Set out every line of the listing below as a Markdown table with two columns, Row and Line Text. The first column gives the row number and the second gives the line. Leave out blank lines and the pictures.

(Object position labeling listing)
□ □ □ □ □ □ □

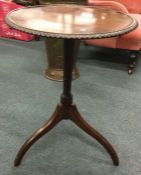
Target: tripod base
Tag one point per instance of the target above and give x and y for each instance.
(66, 112)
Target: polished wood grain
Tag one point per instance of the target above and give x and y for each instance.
(70, 22)
(66, 110)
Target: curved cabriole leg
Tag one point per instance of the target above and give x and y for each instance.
(53, 120)
(80, 122)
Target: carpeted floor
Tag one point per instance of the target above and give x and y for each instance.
(106, 96)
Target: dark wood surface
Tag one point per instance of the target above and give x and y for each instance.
(70, 22)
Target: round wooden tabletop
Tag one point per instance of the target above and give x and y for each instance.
(70, 21)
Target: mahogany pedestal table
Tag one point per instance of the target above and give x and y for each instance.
(70, 22)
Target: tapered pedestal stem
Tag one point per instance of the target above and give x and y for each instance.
(66, 110)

□ □ □ □ □ □ □

■ Exercise output
| Row | Line Text |
|---|---|
| 1 | Target: tripod base |
| 2 | Tag one point per instance of the target above and give x and y for each instance. |
| 3 | (66, 112) |
| 4 | Target: polished wood grain |
| 5 | Tag one point per instance of the target above and give x and y for each instance. |
| 6 | (70, 22) |
| 7 | (66, 110) |
| 8 | Target: curved cabriole leg |
| 9 | Tag one point per instance of the target above and give x and y for each instance. |
| 10 | (53, 120) |
| 11 | (80, 122) |
| 12 | Target: carpeted floor |
| 13 | Tag one point per instance of the target above and give x and y for each instance. |
| 14 | (106, 96) |
| 15 | Target: dark wood surface |
| 16 | Tag one point per instance of the target above and give x and y for each instance. |
| 17 | (70, 22) |
| 18 | Target: round wooden tabletop |
| 19 | Tag one point per instance of the target above and give x and y for each instance. |
| 20 | (70, 21) |
| 21 | Target: mahogany pedestal table |
| 22 | Tag one point per instance of the target above and give x and y for each instance. |
| 23 | (70, 22) |
| 24 | Target: tapered pedestal stem |
| 25 | Tag one point per instance of the target above and give x and y for each instance. |
| 26 | (66, 110) |